[Point-per-instance localization data]
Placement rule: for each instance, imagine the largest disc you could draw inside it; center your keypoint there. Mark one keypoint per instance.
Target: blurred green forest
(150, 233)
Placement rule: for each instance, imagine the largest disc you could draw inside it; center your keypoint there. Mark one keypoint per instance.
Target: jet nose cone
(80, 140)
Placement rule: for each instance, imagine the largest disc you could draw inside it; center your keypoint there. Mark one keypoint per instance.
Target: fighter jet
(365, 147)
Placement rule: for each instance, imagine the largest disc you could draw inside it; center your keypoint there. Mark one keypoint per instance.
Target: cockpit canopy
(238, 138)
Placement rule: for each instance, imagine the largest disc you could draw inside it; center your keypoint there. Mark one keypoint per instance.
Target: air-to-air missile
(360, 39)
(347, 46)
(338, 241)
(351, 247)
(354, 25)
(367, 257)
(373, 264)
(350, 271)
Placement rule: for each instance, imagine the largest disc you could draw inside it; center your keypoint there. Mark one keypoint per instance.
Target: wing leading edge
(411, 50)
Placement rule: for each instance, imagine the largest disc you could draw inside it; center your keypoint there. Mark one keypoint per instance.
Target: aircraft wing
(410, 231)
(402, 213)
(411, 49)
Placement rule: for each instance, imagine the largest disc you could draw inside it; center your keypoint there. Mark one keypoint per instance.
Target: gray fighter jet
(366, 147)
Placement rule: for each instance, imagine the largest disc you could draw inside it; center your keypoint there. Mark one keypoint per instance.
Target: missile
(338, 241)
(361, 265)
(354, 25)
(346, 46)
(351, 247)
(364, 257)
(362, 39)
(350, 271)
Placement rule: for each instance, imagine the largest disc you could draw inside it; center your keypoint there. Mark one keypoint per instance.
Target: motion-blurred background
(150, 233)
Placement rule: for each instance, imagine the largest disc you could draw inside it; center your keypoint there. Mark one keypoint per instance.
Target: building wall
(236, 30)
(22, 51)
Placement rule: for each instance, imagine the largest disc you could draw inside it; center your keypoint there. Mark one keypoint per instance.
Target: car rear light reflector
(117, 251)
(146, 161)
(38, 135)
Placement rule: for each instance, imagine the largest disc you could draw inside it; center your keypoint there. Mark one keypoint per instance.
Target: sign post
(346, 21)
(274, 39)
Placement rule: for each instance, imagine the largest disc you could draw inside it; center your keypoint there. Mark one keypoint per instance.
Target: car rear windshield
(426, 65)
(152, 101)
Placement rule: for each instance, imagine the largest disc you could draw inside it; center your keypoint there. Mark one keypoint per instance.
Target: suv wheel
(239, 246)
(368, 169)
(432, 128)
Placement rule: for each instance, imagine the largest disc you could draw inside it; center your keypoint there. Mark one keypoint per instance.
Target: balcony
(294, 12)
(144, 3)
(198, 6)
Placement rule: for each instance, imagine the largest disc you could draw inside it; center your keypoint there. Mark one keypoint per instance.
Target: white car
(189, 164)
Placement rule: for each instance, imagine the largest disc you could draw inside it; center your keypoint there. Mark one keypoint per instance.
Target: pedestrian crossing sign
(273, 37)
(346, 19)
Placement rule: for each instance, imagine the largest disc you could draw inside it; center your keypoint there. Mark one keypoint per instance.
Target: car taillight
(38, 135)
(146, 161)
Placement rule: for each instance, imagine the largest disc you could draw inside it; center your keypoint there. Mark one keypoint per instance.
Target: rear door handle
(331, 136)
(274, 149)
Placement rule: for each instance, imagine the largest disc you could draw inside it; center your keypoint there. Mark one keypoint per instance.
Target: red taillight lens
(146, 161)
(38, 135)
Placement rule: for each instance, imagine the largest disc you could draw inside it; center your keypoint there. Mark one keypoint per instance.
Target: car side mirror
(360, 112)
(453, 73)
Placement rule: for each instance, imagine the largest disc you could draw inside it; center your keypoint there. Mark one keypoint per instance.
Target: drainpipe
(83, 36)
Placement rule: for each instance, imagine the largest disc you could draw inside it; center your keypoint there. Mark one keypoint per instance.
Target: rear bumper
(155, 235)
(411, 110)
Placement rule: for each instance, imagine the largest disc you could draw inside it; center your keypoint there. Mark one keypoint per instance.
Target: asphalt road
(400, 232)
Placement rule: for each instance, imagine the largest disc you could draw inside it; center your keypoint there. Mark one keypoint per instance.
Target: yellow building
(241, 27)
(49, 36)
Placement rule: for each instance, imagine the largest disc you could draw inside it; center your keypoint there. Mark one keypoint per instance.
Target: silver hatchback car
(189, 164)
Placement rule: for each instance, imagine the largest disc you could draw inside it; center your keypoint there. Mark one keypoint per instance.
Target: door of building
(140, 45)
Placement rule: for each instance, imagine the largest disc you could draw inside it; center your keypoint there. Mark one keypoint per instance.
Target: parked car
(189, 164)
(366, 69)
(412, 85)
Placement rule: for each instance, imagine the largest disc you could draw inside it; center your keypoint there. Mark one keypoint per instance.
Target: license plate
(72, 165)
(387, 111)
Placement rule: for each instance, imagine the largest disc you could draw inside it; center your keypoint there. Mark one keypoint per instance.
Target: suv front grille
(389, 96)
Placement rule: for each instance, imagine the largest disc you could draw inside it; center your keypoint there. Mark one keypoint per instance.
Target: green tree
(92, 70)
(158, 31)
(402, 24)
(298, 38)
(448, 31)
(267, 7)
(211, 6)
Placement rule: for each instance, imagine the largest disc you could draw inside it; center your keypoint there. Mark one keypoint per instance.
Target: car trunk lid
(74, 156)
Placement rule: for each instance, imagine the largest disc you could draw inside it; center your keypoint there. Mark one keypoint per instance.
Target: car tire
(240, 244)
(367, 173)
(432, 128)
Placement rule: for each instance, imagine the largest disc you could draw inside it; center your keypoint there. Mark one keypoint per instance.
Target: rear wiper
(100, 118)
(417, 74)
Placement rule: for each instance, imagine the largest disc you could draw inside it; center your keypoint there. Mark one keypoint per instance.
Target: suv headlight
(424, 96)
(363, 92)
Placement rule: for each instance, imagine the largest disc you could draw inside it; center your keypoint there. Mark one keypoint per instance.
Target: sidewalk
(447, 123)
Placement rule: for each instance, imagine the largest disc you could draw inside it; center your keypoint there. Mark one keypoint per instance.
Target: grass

* TASK PROMPT
Each line of the records should be repeated exactly as it stands.

* SOLUTION FOR THIS TASK
Placement rule: for each instance, imagine the largest disc you could draw inside it; center your keypoint there. Mark one keypoint per instance.
Target: blurred green forest
(150, 233)
Placement rule: for each instance, imagine the largest disc you could draw inside it; center your keypoint there. Mark one keypoint per instance.
Target: jet nose cone
(80, 140)
Placement rule: for each instance, imagine the largest disc you could draw inside it; center your keypoint there. Mark one keypoint per instance.
Target: fighter jet
(365, 147)
Placement rule: for each instance, imagine the largest disc you could draw inside it; center your keypoint there. Mark one keypoint per instance.
Target: cockpit canopy
(238, 138)
Placement rule: for each instance, imagine the largest disc you could draw inside it; center your keypoint there. Mark one keypoint per instance.
Target: air-to-air missile
(360, 39)
(347, 46)
(338, 241)
(351, 247)
(354, 25)
(367, 257)
(373, 264)
(350, 271)
Placement rule: for each instance, imagine the largest disc you could draw inside it; center your keypoint there. Mark one keypoint per instance.
Target: wing leading edge
(411, 50)
Placement rule: for each instance, imagine the largest disc you could draw inside it; center your keypoint there. Mark one keypoint per instance.
Target: aircraft wing
(410, 231)
(402, 213)
(411, 49)
Placement rule: for each instance, imagine the largest disc you could draw inside it; center your keypoint there. Mark one keypoint per instance.
Target: gray fighter jet
(366, 147)
Placement rule: for each instance, imagine the largest disc you could draw inside it; center your keypoint there. Mark one keypoint per instance.
Target: missile
(338, 241)
(361, 265)
(354, 25)
(346, 46)
(351, 247)
(364, 257)
(362, 39)
(350, 271)
Placement rule: for each instance, imagine the largest disc you could draw inside it; center your keypoint there. Mark one keypoint per instance.
Target: motion-blurred background
(150, 233)
Placement rule: for each instance, imagine the largest disc you could draw inside it; center your keypoint there. Mark one keypoint per instance.
Target: building wall
(236, 30)
(22, 51)
Placement rule: for each instance, imagine the largest disc you could draw inside it; center your keypoint there. Mark one keypoint per instance.
Target: car rear light reflector
(117, 251)
(146, 161)
(38, 135)
Placement rule: for each instance, imagine the largest disc you could draw inside it; center your keypoint there. Mark one keypoint per instance.
Target: sign post
(346, 21)
(274, 39)
Placement rule: for each instance, imagine the largest disc you could draw inside it; center your keypoint there. Mark one keypoint per instance.
Target: car rear windshield
(426, 65)
(152, 101)
Placement rule: for each instance, imagine the largest disc you could draw inside it; center your keypoint there. Mark one keypoint per instance.
Target: suv wheel
(239, 246)
(368, 169)
(432, 128)
Placement rule: for each instance, imagine the largest disc you could draw inside it; center your keypoint there. Mark one keypoint per instance.
Target: balcony
(294, 12)
(144, 3)
(198, 6)
Placement rule: for each instance, imagine the largest disc you could draw inside it; center your keypoint there. Mark one keypoint per instance.
Target: white car
(189, 164)
Placement rule: for each instance, imagine the largest disc you could draw inside it; center your keypoint there. Mark one keypoint per instance.
Target: pedestrian crossing sign
(273, 37)
(346, 19)
Placement rule: for each instance, imagine the largest disc you could draw inside it; center your keypoint there. Mark one keypoint per instance.
Target: car taillight
(38, 135)
(146, 161)
Placement rule: for each instance, imagine the largest disc you could draw inside it; center your keypoint there. Mark one keypoint per instance.
Target: rear door handle
(331, 136)
(274, 149)
Placement rule: for each instance, imagine the largest disc you could draw inside it; center your keypoint there. Mark one keypoint per instance.
Target: red taillight lens
(146, 161)
(38, 135)
Placement rule: for each instance, imagine the largest disc you could draw inside it; center your keypoint there. Mark one keypoint per instance.
Target: car side mirror
(360, 112)
(453, 73)
Placement rule: for each instance, imagine the largest disc you could draw inside it; center your keypoint there. Mark one keypoint per instance.
Target: drainpipe
(83, 36)
Placement rule: for each instance, imagine the largest disc you could draw inside it; center your keypoint there. Mark one keypoint per instance.
Target: rear bumper
(155, 235)
(411, 110)
Placement rule: for each instance, imagine the largest disc you could draw inside it; center your keypoint there. Mark one keypoint per instance.
Target: asphalt road
(400, 232)
Placement rule: for each instance, imagine the largest disc you could draw inside it; center your keypoint there. Mark one keypoint per instance.
Target: yellow building
(241, 27)
(49, 36)
Placement rule: for each instance, imagine the largest disc you could draw inside it; center your keypoint there. Mark one keypoint per instance.
Target: silver hatchback car
(189, 164)
Placement rule: for each instance, imagine the largest disc you could draw inside it; center your keypoint there. Mark one keypoint per instance.
Target: door of building
(140, 45)
Placement rule: for each instance, imagine the largest disc you could draw inside it; center your keypoint there. Mark one keypoint per instance.
Target: parked car
(189, 164)
(366, 69)
(412, 85)
Placement rule: for each instance, imagine the largest disc you could draw inside it; center your keypoint there. Mark one keypoint per instance.
Target: license plate
(72, 165)
(387, 111)
Placement rule: for each instance, imagine the largest disc you could draw inside it; center your keypoint there. Mark one keypoint per instance.
Target: suv front grille
(389, 96)
Placement rule: for each instance, imagine the largest disc you could draw inside it; center your keypoint there. Mark one keypoint per instance.
Target: green tree
(92, 70)
(158, 31)
(402, 24)
(298, 38)
(448, 31)
(267, 7)
(211, 6)
Placement rule: for each instance, imagine the largest disc you could draw inside it; center your keypoint there. Mark one keypoint per instance.
Target: car trunk lid
(74, 156)
Placement rule: for each instance, imagine the largest disc you could draw inside it; center your keypoint there. Mark one keypoint per instance.
Target: car tire
(240, 244)
(367, 173)
(432, 128)
Placement rule: for each instance, imagine the largest disc you could draw inside it; center your keypoint there. Mark one keypoint per instance.
Target: rear wiper
(100, 118)
(417, 74)
Placement rule: for each instance, imagine the largest disc you could draw inside it; center your keypoint there. Mark one keypoint per instance.
Target: suv headlight
(424, 96)
(363, 92)
Placement rule: for each instance, imagine the largest disc you could draw inside it; center your keypoint there. Mark one keypoint per instance.
Target: sidewalk
(447, 123)
Placement rule: for each instance, imagine the largest disc you could draw inside it; center your keypoint there. Mark one keypoint per instance.
Target: grass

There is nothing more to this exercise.